--- Problem to work on ---
Copy out, word for word, everything in the items from the line containing "I need to find every mountain range" down to the line containing "left=208, top=54, right=387, bottom=156", with both of those lines included.

:: Provided information ::

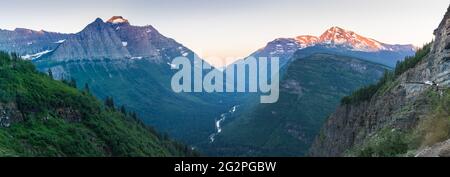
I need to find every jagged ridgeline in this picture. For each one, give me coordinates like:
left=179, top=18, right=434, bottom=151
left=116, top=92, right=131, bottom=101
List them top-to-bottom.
left=309, top=3, right=450, bottom=157
left=0, top=52, right=197, bottom=156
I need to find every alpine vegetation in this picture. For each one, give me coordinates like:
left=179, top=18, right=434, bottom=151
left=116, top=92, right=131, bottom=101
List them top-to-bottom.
left=171, top=57, right=280, bottom=103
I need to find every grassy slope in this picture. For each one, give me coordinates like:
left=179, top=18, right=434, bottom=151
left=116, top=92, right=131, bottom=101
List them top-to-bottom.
left=0, top=53, right=197, bottom=156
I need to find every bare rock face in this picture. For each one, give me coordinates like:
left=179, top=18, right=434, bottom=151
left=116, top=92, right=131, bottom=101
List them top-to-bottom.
left=309, top=4, right=450, bottom=156
left=0, top=16, right=193, bottom=64
left=49, top=18, right=131, bottom=61
left=415, top=140, right=450, bottom=157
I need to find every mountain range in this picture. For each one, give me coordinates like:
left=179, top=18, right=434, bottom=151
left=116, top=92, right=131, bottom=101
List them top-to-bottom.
left=309, top=7, right=450, bottom=157
left=0, top=16, right=422, bottom=156
left=251, top=26, right=415, bottom=67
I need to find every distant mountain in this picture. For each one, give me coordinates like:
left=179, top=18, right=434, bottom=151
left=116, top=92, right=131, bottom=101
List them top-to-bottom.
left=309, top=7, right=450, bottom=157
left=0, top=16, right=235, bottom=148
left=251, top=27, right=415, bottom=67
left=0, top=28, right=71, bottom=60
left=0, top=52, right=195, bottom=157
left=204, top=53, right=387, bottom=156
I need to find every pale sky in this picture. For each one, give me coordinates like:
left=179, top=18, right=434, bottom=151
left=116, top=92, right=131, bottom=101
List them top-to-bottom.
left=0, top=0, right=450, bottom=63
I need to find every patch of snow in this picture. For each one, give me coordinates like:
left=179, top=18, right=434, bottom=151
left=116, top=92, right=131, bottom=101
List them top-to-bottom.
left=112, top=18, right=128, bottom=24
left=54, top=39, right=66, bottom=44
left=21, top=50, right=53, bottom=60
left=131, top=57, right=143, bottom=60
left=167, top=62, right=178, bottom=69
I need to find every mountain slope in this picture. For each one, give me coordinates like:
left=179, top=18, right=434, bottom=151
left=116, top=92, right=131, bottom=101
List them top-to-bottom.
left=310, top=7, right=450, bottom=156
left=28, top=16, right=235, bottom=145
left=251, top=27, right=414, bottom=67
left=0, top=53, right=194, bottom=156
left=208, top=54, right=387, bottom=156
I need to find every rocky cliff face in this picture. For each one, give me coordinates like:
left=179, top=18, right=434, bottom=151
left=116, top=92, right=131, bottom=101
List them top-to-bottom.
left=310, top=5, right=450, bottom=156
left=0, top=16, right=193, bottom=63
left=251, top=27, right=414, bottom=66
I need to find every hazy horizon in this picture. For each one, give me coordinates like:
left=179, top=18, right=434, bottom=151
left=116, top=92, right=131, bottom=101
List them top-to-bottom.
left=0, top=0, right=450, bottom=64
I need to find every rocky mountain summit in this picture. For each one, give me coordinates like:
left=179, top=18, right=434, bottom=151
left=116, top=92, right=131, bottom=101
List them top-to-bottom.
left=310, top=5, right=450, bottom=156
left=251, top=26, right=415, bottom=65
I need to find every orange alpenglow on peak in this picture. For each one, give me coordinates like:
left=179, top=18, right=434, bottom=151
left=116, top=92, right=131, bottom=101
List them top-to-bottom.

:::

--- Result of the exercise ---
I need to find every mountain range in this picture. For each one, give me coordinates like:
left=179, top=18, right=434, bottom=151
left=116, top=92, right=131, bottom=101
List them top-to-bottom.
left=309, top=7, right=450, bottom=157
left=0, top=16, right=422, bottom=156
left=251, top=26, right=415, bottom=67
I need to find every distant mountain in this picture. For each one, give me coordinates like:
left=179, top=18, right=434, bottom=151
left=116, top=92, right=131, bottom=101
List them top-to-bottom.
left=309, top=7, right=450, bottom=157
left=0, top=16, right=235, bottom=148
left=251, top=27, right=415, bottom=67
left=0, top=28, right=71, bottom=60
left=0, top=52, right=195, bottom=157
left=204, top=53, right=387, bottom=156
I need to find every pale sky in this picture. For each one, give me coordinates like:
left=179, top=18, right=434, bottom=151
left=116, top=92, right=131, bottom=101
List them top-to-bottom.
left=0, top=0, right=450, bottom=63
I need to find every patch of snow in this picture. For each one, give me coordinates like:
left=179, top=18, right=434, bottom=151
left=116, top=92, right=131, bottom=101
List them top-to-bottom.
left=112, top=18, right=128, bottom=24
left=54, top=39, right=66, bottom=44
left=21, top=50, right=53, bottom=60
left=131, top=57, right=143, bottom=60
left=167, top=62, right=178, bottom=69
I need to find every mountain slope in this picture. For each one, give me coordinates like:
left=179, top=18, right=434, bottom=151
left=116, top=92, right=131, bottom=101
List them top-to-bottom.
left=310, top=7, right=450, bottom=156
left=28, top=16, right=235, bottom=145
left=251, top=27, right=414, bottom=67
left=0, top=53, right=194, bottom=156
left=208, top=54, right=387, bottom=156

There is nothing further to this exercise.